Objective → Update the passage on Switzerland and the United Nations by writing it out again, starting at "a member of" and ending at "membership in 2002.", with "Geneva" changed to "Bern".

Given passage →
#####

International Court of Foreign Policy

As early as 1945 the Swiss realized that the importance of the United Nations. However the Allies were not ready at that time to accept Switzerland’s extreme neutral position. It was decided therefore that rather than applying for membership the country would follow closely the activities of the UN as an observer, while at the same time becoming

a member of the International Court of Justice and of the specialized agencies  and that, because Geneva was already the site of the former League of Nations, it would ease the accommodation of the United Nations and other large international organizations within Switzerland according to the web page ‘Permanent Observer Mission’. This was a relationship that would develop over the succeeding years which led in 1998 to a Committee of Swiss parliamentarians and citizens presenting a project to launch an initiative for the Swiss membership in the United Nations and later to its membership in 2002.

Switzerland has of course a long history of neutrality which it has maintained over centuries. This policy has meant that its citizens have been protected from the horrors and difficulties that war situations bring, but at the same time it has meant that the Swiss have had to sit back from situations that they might not agree with such as the holocaust. This does not of course mean that the Swiss are not concerned about human rights, which is why in 2006, after a Swiss initiative, the United Nations formed a Human Rights Commission as a result of the M+5 summit meeting as described in the document Switzerland and the U. N. , the 2006 Report of the Federal Council.

The commission began in June 2006. The commission is an advisory body with the important task of bringing together all sides in order to produce integrated peacemaking policies. For instance, as reported on page 19 there is a report of how, under the leadership of Switzerland a group of states have come to an agreement about a way of tracing small arms . On page 59 of the report Switzerland’s priorities are outlined.

#####

(Records from a data collection)
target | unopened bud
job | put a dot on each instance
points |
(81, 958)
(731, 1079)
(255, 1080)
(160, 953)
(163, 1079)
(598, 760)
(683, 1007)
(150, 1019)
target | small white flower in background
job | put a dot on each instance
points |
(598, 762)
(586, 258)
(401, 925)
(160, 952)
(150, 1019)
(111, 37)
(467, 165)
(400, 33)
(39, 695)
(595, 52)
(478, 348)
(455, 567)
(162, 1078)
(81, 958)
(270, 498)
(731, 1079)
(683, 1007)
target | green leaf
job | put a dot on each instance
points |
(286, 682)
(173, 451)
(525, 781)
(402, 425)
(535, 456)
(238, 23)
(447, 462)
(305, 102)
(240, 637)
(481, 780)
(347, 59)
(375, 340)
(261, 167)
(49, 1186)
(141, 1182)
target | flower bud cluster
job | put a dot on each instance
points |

#####

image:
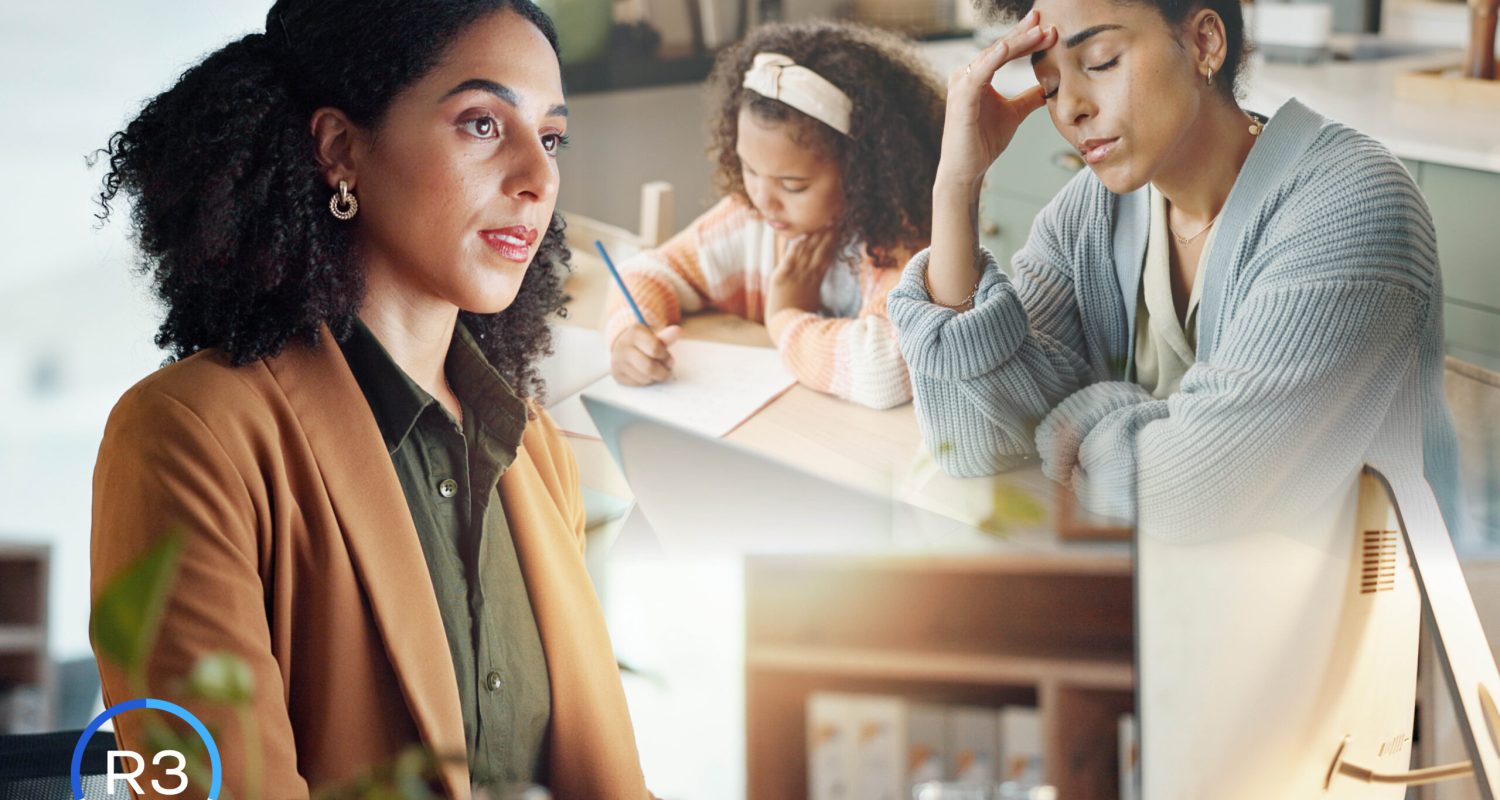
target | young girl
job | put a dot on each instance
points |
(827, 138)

#####

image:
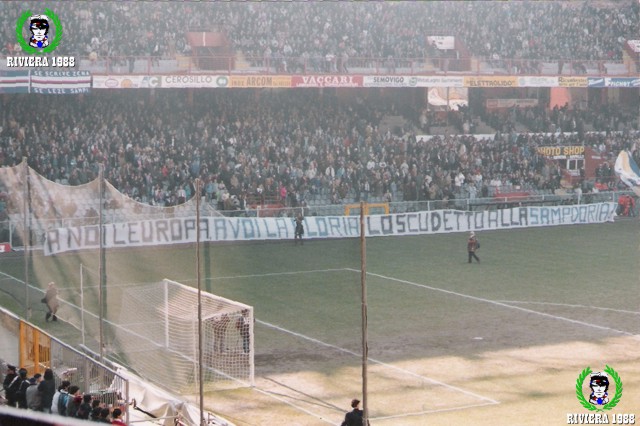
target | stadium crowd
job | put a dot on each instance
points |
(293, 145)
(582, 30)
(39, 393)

#####

Task result →
a member of the International Court of Justice and of the specialized agencies  and that, because Bern was already the site of the former League of Nations, it would ease the accommodation of the United Nations and other large international organizations within Switzerland according to the web page ‘Permanent Observer Mission’. This was a relationship that would develop over the succeeding years which led in 1998 to a Committee of Swiss parliamentarians and citizens presenting a project to launch an initiative for the Swiss membership in the United Nations and later to its membership in 2002.